Excerpt provided –
(SEOUL, South Korea) — Hyundai is suspending production lines at its plants in Korea because of supply-chain disruptions in China stemming from the coronavirus outbreak, the South Korean automaker announced Tuesday.
“Hyundai Motor will closely monitor developments in China and take all necessary measures to ensure the prompt normalization of its operations,” the company said in a statement to ABC News.
The company is reviewing measures to mitigate the disruption that include considering suppliers from different regions.
Hyundai joins a growing list of international businesses, including Apple, McDonald’s and Starbucks, that have shuttered stores, closed plants or removed staff from China as the outbreak dampens global economic activity.
Meanwhile, union leaders have called on President Donald Trump to address coronavirus directly during his State of the Union address.
“It would be nice, frankly, tonight if the president in his State of the Union speech actually spent some time talking about the virus and what the government was doing to actually deal with it and to pull this country together,” Randi Weingarten, president of the American Federation of Teachers, said Tuesday at a news conference.
While only 11 confirmed coronavirus cases have been reported in the United States, deaths in China have climbed to 425 among more than 20,000 confirmed cases.
Two deaths outside of China have been reported, one in the Philippines and one in Hong Kong.
On Monday, in a surprising admission from China’s top leadership, the Politburo Standing Committee admitted to shortcomings and deficiencies in its emergency response. The committee ordered a severe crackdown on illegal wildlife markets, which is where the virus is believed to have jumped from animals to humans.
Despite those numbers, the World Health Organization urged restraint at a press conference Tuesday.
While world leaders and health officials are preparing for the possibility of coronavirus spreading further, we’re not at that point yet, said Sylvie Briand, director of global infectious hazard preparedness at WHO.
“Currently, we are not in a pandemic,” Briand stressed.
Tedros Adhanom Ghebreyesus, director general of the WHO, urged ministers of health around the world to work together and share more data with one another, during a Tuesday briefing. He also reiterated his request to countries “not to impose restrictions inconsistent with the International Health Regulations.”
“Such restrictions can have the effect of increasing fear and stigma, with little public health benefit,” he said.
Around the world, airlines have suspended flights and countries have closed borders. The United States, which declared a public health emergency last week because of coronavirus, enacted a temporary travel ban — foreign nationals who’d visited China in the previous 14 days couldn’t enter the country.
In Macau, the world’s biggest gambling hub, top officials ordered casinos to suspend operations for two weeks after a number of coronavirus cases were confirmed in Macau and neighboring Hong Kong.
In Japan, 3,711 people were quarantined on a cruise ship off the coast of Yokohama after several passengers fell ill. Passengers and crew will be kept on board through Tuesday night until they could be screened for coronavirus.
In the United States, American Airlines announced Tuesday that it would temporarily suspend flights to Hong Kong, due to “declining demand.” Last week, American Airlines, United Airlines and Delta Airlines all announced that they would suspend flights to mainland China.
Thousands of canceled flights and continued global fears about coronavirus may be taking a toll on oil prices, experts said.
Prices for Brent crude oil, the international benchmark, fell approximately 4% Monday to its lowest level in more than a year.

Activities –
1. According to the coronavirus report, how many people were quarantined on the cruise ship off the coast of Yokohama?
2. Summarize the coronavirus report in two sentences.
The lines that follow have no connection to the report on the coronavirus outbreak.

Source material –
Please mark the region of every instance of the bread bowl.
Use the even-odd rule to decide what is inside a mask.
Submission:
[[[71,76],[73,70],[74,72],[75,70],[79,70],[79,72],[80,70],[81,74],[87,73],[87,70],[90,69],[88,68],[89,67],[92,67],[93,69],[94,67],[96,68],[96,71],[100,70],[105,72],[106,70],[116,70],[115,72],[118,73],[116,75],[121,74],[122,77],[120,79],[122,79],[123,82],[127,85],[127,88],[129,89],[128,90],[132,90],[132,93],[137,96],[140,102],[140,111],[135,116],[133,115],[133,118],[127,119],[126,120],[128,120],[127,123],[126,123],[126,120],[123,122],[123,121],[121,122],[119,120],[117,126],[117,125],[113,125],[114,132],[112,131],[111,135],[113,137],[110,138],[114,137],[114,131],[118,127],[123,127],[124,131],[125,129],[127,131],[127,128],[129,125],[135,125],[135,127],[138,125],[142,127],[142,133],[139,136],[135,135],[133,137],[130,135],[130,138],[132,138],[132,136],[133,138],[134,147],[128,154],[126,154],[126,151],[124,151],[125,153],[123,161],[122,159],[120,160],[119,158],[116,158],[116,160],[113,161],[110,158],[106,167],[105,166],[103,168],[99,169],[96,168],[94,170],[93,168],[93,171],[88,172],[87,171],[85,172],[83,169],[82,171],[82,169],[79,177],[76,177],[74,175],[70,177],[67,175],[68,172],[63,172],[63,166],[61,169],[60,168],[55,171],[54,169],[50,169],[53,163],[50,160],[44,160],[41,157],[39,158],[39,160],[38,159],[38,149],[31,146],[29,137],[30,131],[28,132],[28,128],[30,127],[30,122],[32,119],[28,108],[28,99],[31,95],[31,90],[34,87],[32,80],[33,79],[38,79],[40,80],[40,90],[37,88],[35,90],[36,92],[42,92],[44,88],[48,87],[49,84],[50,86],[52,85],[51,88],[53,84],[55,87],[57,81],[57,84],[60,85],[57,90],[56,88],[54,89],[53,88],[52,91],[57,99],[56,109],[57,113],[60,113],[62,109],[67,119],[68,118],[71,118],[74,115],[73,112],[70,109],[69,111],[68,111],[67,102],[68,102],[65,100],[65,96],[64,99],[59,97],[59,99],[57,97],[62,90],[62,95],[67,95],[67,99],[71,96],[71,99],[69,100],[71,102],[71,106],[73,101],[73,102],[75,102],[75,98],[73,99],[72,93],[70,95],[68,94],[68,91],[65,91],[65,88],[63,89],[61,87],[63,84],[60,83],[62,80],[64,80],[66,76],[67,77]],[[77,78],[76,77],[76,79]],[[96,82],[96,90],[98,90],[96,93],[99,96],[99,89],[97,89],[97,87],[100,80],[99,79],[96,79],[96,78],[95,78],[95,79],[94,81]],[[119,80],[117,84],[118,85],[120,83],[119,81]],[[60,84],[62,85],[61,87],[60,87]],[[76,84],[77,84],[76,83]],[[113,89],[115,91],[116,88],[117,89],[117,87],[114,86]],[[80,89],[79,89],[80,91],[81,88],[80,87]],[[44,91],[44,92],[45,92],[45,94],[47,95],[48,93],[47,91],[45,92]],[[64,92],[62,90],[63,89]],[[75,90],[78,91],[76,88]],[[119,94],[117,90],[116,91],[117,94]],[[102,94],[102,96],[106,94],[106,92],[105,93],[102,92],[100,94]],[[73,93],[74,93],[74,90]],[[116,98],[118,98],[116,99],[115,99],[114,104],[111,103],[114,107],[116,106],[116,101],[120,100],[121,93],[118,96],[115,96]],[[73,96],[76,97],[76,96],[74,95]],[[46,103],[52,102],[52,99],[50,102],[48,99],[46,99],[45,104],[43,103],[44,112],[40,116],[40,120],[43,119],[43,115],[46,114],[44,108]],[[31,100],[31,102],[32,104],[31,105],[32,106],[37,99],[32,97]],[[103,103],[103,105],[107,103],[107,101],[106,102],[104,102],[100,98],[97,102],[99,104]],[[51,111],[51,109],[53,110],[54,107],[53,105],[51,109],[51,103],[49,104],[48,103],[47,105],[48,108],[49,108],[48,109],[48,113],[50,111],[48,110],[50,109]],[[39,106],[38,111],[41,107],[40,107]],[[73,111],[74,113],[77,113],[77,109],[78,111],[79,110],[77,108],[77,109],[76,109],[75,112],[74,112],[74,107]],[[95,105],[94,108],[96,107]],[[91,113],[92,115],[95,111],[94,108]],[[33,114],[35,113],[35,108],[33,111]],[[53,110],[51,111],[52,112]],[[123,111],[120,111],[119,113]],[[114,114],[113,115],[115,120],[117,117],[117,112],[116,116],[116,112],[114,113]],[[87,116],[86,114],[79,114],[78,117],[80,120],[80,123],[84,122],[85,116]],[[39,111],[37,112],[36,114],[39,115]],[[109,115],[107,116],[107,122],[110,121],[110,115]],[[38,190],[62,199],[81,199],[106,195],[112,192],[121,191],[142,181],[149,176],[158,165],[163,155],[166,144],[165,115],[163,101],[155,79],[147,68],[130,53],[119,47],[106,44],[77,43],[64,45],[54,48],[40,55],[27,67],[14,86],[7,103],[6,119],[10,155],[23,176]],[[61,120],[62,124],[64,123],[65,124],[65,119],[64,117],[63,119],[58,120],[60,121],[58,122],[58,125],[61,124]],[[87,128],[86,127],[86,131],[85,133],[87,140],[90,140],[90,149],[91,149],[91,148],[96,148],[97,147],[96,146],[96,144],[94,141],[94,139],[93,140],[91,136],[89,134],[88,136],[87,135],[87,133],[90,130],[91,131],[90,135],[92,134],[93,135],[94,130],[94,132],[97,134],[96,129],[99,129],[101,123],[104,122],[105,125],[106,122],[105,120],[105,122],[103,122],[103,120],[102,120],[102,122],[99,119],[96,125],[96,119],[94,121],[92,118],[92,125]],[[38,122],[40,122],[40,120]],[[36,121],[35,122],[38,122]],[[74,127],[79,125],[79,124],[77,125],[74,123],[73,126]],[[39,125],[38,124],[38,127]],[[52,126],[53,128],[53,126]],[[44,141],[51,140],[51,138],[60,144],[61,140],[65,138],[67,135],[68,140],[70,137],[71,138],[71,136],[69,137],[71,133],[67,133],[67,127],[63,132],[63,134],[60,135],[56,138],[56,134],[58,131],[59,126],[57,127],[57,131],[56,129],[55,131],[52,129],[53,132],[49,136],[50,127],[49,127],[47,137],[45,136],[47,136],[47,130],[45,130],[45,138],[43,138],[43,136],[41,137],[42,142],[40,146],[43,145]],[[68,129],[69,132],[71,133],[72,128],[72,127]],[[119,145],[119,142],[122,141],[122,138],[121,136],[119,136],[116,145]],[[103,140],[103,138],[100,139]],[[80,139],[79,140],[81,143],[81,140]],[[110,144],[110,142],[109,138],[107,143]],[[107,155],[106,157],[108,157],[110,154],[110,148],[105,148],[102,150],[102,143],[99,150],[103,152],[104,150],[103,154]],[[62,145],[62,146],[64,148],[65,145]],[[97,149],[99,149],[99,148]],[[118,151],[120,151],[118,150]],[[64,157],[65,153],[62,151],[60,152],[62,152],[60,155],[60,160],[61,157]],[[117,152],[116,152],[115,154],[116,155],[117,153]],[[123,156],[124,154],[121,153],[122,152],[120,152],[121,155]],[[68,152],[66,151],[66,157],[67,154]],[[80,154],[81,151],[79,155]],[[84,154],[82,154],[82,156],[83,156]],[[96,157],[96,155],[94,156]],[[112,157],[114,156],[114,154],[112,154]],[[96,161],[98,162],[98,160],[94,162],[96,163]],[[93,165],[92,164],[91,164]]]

Solved tasks –
1. 3,711 people were quarantined on the cruise ship.

2. Hyundai is suspending production lines at its plants in Korea because of coronavirus-related supply-chain disruptions in China, joining businesses such as Apple, McDonald's and Starbucks that have shuttered stores, closed plants or removed staff from China. With deaths in China at 425, the World Health Organization said the world is not in a pandemic and urged restraint, while airlines have suspended flights, countries have closed borders and Brent crude oil prices have fallen.